** Opening SELECTED PASSAGE block **
She started acting when she was 5 years old, as The Virgin Mary in a school play. This led her to go to Redroofs Theatre School. During this time, she got her first acting job, dancing with the Honey Monster in a Sugar Puffs commercial. Also, she made her television debut in 1988 on the British show "Shrinks." This was followed by appearances in the show "Casualty" (1989), and "Dark Season" (1991). She stayed here until the age of 16, when she felt it was time for her to go out into the real world and work.
In 1990, just 8 days after finishing her exams, she got another job on the television series "Get Back." A big turning point in her life occured here, as she found romance with fellow actor Steven Tredre. They were together for nearly five years, but with the diagnosis of Steven's bone cancer they finally would be broken apart. During that time, he was always on her side, even during her severe weight problems, which had her going up to 185 pounds (13 stone). In 1993, she appeared on "Anglo-Saxon Attitudes," and also did theater, including a well received performance in "What the Butler Saw." It was near this time that she got her big break. She won a role in Peter Jackson's "Heavenly Creatures" playing the role of Juliet Hulme, who was later identified as mystery writer Anne Perry. Along with the critical acclaim the movie received, she also earned plenty of recognition. Along with New Zealand and Toronto Film Festival awards, she received a Best British Actress Award from Britain's Empire magazine, showing its many readers appreciated the work.
Coming with this performance was more work. In 1995, she appeared in two movies, the children's movie "A Kid in King Arthur's Court," as well as an adapted version of Jane Austen's "Sense and Sensibility". She played alongside and learn from some of Britains best, including Emma Thompson. This was the role that really pushed her into the limelight. In February, she learned that she had just been nominated for an Academy Award for Best Supporting Actress.
The next year, she played in an adaption of Thomas Hardy's Jude the Obscure. Once again, she got good critical reviews, but not many people saw her here. Also, for the first time in her life, she was given a role without trying out for it. This was as Ophelia in Kenneth Brannagh's "Hamlet," which was played alongside some of the worlds finest actors.
** Closing SELECTED PASSAGE block **
** Opening SUPPLIED RECORDS block **
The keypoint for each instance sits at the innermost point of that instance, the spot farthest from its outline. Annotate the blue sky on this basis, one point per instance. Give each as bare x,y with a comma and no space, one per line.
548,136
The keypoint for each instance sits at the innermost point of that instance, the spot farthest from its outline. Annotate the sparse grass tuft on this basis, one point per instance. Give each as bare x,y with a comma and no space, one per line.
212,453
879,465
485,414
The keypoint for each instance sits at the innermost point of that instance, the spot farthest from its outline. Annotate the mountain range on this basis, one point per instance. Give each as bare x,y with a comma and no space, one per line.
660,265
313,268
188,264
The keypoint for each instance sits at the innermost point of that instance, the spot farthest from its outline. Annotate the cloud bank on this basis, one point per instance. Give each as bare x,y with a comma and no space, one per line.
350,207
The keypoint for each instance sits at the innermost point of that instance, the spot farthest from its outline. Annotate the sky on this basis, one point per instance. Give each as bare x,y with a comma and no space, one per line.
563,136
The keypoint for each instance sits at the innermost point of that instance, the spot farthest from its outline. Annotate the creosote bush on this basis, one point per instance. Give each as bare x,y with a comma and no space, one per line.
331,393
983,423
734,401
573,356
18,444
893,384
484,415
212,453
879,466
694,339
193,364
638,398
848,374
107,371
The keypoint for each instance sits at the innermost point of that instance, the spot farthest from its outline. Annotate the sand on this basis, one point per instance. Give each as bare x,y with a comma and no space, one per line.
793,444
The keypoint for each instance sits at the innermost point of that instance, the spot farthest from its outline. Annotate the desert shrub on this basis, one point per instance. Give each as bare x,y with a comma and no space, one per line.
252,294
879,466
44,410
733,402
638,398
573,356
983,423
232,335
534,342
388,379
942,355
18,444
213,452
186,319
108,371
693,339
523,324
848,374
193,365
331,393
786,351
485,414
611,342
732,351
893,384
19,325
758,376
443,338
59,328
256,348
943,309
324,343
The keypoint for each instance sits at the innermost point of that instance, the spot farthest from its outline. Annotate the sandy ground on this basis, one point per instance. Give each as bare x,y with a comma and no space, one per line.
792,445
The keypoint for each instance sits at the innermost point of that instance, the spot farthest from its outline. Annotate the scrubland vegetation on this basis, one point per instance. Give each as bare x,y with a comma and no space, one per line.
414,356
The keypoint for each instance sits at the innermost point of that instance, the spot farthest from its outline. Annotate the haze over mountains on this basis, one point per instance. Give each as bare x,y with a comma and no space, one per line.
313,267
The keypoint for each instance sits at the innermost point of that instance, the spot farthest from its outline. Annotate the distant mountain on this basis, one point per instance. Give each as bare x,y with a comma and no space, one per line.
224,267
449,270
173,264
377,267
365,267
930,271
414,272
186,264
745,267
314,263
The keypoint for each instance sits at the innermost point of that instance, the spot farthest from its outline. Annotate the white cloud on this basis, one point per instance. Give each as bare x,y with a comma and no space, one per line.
** Closing SUPPLIED RECORDS block **
** WHAT THE EXERCISE ASKS **
Copy out, word for word, the portion of the actress biography starting at "Coming with this" and ending at "worlds finest actors.".

** RESPONSE AREA **
Coming with this performance was more work. In 1995, she appeared in two movies, the children's movie "A Kid in King Arthur's Court," as well as an adapted version of Jane Austen's "Sense and Sensibility". She played alongside and learn from some of Britains best, including Emma Thompson. This was the role that really pushed her into the limelight. In February, she learned that she had just been nominated for an Academy Award for Best Supporting Actress.
The next year, she played in an adaption of Thomas Hardy's Jude the Obscure. Once again, she got good critical reviews, but not many people saw her here. Also, for the first time in her life, she was given a role without trying out for it. This was as Ophelia in Kenneth Brannagh's "Hamlet," which was played alongside some of the worlds finest actors.